# Your instructions:
Gather every line in the listing below that contains the word "cloud", and copy each such line out in full.

(Location identification items)
----------

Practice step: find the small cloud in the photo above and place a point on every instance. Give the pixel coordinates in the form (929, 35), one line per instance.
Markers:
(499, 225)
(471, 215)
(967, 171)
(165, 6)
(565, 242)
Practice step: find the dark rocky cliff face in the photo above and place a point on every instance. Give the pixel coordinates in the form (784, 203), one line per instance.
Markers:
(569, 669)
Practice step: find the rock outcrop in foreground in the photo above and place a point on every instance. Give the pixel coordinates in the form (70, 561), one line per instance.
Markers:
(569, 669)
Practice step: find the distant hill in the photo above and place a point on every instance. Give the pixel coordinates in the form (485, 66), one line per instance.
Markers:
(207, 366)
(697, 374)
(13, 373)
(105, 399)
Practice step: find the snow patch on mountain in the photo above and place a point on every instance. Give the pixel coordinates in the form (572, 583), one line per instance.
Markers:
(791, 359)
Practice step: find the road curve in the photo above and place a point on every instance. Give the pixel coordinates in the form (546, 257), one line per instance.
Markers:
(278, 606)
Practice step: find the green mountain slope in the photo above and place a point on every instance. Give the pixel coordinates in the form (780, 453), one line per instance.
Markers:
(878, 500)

----------

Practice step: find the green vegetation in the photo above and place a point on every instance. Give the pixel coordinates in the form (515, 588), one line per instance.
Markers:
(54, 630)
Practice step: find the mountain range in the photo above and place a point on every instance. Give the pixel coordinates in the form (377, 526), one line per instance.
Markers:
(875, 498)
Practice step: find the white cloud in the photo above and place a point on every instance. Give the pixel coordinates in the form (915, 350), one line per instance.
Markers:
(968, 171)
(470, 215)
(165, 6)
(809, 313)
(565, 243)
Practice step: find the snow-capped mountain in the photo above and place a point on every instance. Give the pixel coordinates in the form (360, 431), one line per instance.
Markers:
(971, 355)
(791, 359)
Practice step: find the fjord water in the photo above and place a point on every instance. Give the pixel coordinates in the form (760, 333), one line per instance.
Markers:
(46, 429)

----------

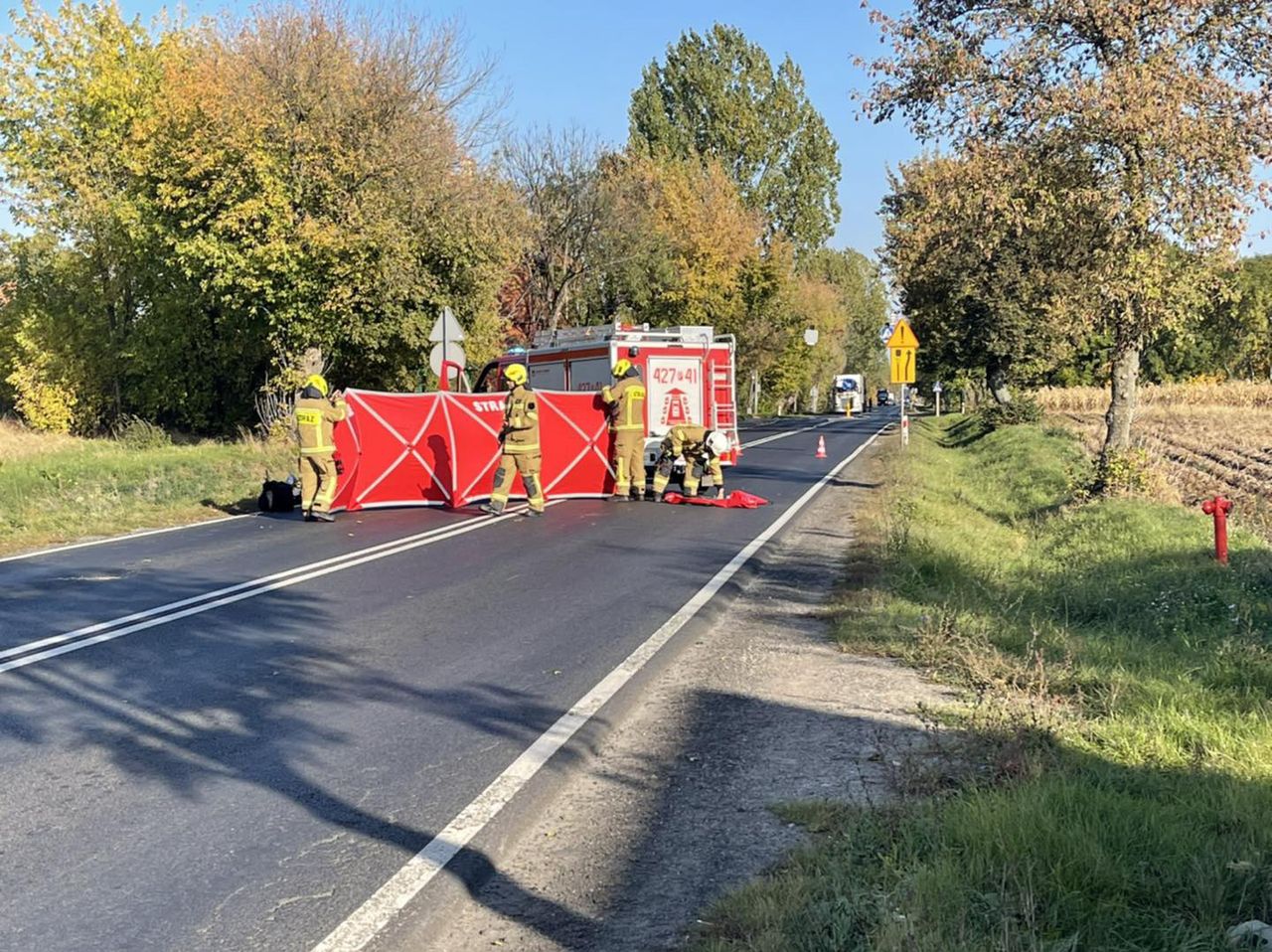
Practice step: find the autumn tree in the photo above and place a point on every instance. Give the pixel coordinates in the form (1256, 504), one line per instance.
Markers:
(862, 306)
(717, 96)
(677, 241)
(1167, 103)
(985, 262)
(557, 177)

----------

# Result:
Practice step: find the small cloud in the photo above and place a point on every instance. Give the pixel coordinates in the form (929, 35), one line per instance.
Practice step: find the white cloud in the photo above and place a point on every instance. Give the pixel coordinates in the form (915, 350), one line per instance.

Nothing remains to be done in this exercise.